WHAT TO DO: Return all entries verbatim; skip any pictures.

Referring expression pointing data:
****

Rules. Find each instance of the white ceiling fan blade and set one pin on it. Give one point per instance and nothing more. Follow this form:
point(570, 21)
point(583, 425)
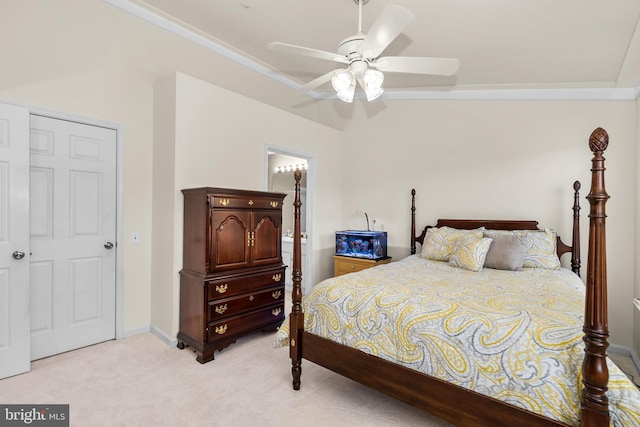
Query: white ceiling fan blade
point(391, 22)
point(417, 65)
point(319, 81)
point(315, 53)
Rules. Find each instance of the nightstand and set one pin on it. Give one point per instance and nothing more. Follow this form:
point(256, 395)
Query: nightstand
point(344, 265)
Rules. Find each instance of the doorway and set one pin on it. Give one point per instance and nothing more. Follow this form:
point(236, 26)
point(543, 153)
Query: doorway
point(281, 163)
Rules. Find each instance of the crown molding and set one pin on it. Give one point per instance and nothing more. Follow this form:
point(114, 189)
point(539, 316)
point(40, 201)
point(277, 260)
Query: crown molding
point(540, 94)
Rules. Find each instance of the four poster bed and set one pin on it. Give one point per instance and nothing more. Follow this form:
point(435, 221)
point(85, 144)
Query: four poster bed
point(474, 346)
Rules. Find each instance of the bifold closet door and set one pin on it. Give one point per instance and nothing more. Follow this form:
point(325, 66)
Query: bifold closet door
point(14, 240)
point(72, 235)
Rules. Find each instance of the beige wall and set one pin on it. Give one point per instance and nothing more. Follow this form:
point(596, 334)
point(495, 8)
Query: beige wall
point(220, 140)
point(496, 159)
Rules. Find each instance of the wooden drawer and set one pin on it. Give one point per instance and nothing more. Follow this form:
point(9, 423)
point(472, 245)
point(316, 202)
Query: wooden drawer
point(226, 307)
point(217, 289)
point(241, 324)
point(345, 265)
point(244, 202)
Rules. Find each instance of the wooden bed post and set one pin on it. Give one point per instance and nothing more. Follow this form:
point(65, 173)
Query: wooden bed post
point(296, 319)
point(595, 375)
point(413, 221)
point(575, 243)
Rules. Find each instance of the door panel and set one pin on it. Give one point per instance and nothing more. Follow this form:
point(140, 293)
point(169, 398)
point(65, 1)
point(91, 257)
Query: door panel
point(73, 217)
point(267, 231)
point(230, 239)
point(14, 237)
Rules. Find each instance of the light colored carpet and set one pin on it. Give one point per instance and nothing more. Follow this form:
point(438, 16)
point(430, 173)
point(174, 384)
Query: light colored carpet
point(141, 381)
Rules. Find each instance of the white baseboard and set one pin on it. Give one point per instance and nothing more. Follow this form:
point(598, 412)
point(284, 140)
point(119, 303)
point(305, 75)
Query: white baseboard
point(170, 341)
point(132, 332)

****

TASK RESULT:
Rules. Find each instance of the white ceiling fan blade and set one pin on it. Give one point per instance and nothing more. Follow this form:
point(570, 21)
point(583, 425)
Query: white ceiling fan blade
point(391, 22)
point(417, 65)
point(319, 81)
point(315, 53)
Rules. Find each instance of the nightstand and set one pin on it. Give one point per instance and nothing more. Follow this form:
point(256, 395)
Query: nightstand
point(344, 265)
Rules. Find each instance of the doorway and set one pin on it. Give one point per instance and nothing more. Follow this form:
point(236, 26)
point(543, 153)
Query: doorway
point(281, 163)
Rules. Find each instance of the crown molding and set one pin on it. Give one point per instance and nothing more. Follow this form:
point(114, 189)
point(539, 316)
point(40, 201)
point(277, 260)
Query: crown molding
point(540, 94)
Rules. Find each instance of the four poster bed and set one pin on it. Give one point per instance and nothing more. Follow this form:
point(435, 221)
point(85, 144)
Query: four poster bed
point(474, 346)
Rules. Find each instance of the bifold closet door and set one pin on it. Give one point per instance and nothing more. Follow this form:
point(325, 66)
Query: bifold closet door
point(14, 240)
point(72, 235)
Rules. Find each instance of the beige wall and set one pin on it. Give one point per instance and nothing more. Follow this form:
point(596, 334)
point(495, 8)
Query: beige wall
point(220, 140)
point(496, 159)
Rules. Find each instance of the wooden drawer and set one pin on it. Give one point per instance and nothing more. Follow this form:
point(9, 423)
point(472, 245)
point(316, 202)
Query: wooden drawer
point(226, 307)
point(217, 289)
point(241, 324)
point(345, 265)
point(244, 202)
Rules. Find each instance of the wooden bed post and set one pin on it. Give one point per instance and nothing more. Follow this form:
point(65, 173)
Query: wooden bed post
point(296, 319)
point(595, 375)
point(413, 221)
point(575, 243)
Rules. Find each instance of the door panel and set one pin on it. Give one point per instance and nothing more. Follow this form:
point(140, 293)
point(169, 398)
point(65, 1)
point(91, 257)
Query: door panel
point(73, 217)
point(267, 231)
point(230, 239)
point(14, 237)
Rules. Find each instance of the light colored carpet and set one pin on it. Give one point per instance and nothing more. Follow this form:
point(438, 16)
point(430, 173)
point(174, 384)
Query: light colored carpet
point(141, 381)
Rules. Find each instance of the white baseboard and set one pin on it. Give one point per instance and nothing more. Follow this form:
point(598, 412)
point(284, 140)
point(119, 303)
point(305, 75)
Query: white baseboard
point(170, 341)
point(132, 332)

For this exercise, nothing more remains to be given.